What you need to do | Everything from the line containing "Guideline: for each instance of the baseboard" through the last line of the records below should be printed exactly, please, and nothing else.

Data extracted from a collection |

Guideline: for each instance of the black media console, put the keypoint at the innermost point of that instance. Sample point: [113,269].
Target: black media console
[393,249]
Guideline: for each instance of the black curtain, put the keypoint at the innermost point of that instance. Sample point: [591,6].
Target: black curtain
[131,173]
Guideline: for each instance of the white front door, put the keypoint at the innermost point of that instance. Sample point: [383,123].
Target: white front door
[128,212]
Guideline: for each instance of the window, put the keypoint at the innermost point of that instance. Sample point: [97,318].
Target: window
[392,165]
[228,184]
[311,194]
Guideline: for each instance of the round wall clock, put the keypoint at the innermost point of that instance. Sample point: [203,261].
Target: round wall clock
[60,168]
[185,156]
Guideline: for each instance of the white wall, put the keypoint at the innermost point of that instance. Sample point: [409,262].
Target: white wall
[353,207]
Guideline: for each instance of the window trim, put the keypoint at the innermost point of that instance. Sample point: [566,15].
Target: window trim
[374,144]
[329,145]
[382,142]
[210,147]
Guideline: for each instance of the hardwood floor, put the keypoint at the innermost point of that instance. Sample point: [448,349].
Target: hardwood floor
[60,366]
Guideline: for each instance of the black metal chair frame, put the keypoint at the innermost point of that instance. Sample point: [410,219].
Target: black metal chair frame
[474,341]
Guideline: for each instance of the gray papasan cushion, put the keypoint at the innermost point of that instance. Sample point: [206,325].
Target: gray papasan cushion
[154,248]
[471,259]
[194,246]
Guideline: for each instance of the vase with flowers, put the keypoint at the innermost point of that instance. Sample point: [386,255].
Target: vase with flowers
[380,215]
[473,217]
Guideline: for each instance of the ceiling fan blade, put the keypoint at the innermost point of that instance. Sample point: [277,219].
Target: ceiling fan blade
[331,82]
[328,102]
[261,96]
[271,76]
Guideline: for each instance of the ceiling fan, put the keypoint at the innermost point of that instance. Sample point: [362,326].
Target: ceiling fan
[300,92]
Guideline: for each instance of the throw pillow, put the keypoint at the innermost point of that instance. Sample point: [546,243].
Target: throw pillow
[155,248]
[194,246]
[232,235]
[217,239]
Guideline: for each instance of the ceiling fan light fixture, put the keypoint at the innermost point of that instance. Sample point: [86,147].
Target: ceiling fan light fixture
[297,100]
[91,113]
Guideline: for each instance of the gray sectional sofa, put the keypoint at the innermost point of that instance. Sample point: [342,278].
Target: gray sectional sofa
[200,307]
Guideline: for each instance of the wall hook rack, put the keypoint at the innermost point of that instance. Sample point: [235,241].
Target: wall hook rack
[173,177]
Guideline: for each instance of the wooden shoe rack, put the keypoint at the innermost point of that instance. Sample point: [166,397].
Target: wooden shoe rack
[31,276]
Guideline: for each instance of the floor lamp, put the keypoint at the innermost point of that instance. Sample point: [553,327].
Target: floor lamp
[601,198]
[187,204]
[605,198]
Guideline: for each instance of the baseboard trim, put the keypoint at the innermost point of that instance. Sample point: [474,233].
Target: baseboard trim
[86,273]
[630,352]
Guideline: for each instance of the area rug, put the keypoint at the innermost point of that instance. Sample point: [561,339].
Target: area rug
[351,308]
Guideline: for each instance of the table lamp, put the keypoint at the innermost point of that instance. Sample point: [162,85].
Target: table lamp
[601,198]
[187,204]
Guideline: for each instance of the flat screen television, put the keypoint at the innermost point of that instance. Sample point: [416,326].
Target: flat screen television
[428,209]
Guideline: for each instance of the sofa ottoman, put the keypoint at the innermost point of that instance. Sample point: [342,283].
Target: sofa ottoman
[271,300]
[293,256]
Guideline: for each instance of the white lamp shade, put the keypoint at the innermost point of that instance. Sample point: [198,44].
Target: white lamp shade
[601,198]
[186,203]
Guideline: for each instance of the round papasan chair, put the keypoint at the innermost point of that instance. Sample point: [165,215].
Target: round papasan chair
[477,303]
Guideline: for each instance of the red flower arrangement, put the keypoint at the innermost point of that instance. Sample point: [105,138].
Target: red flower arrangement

The reply |
Guideline: for each instance of the baseboard trim, put the keypoint at the innermost point of that instance. Sample point: [474,233].
Target: baseboard trim
[86,273]
[630,352]
Guideline: for each instance of the area rug, put the keypoint at the innermost point of that instance. Sample point: [561,339].
Target: area rug
[351,308]
Guideline: for each instance of the table lamp, put the keypoint at the innermost point of that instance. Sample point: [162,85].
Target: table lamp
[601,198]
[187,204]
Guideline: for each instance of the flat screen television, put the keypoint at the innermost point of that instance. Sample point: [416,326].
Target: flat screen television
[428,209]
Guideline: for each instance of the sofa ottoman, put the keypoint at the innermost point of that instance. Sample point: [342,283].
Target: sofa ottoman
[271,300]
[293,256]
Guideline: for each instance of the white lamp shade, put the keypoint at the innermost point of that instance. Sample point: [198,44].
Target: white lamp shade
[601,198]
[186,203]
Guideline: for each instance of the round papasan chair, put the keypoint at the innermost point of that instance. Sample point: [165,215].
Target: round papasan chair
[477,303]
Guideline: for each instance of the red flower arrangement, put the keypoint at the innermost point of that instance. Sample point: [105,138].
Target: red flower arrangement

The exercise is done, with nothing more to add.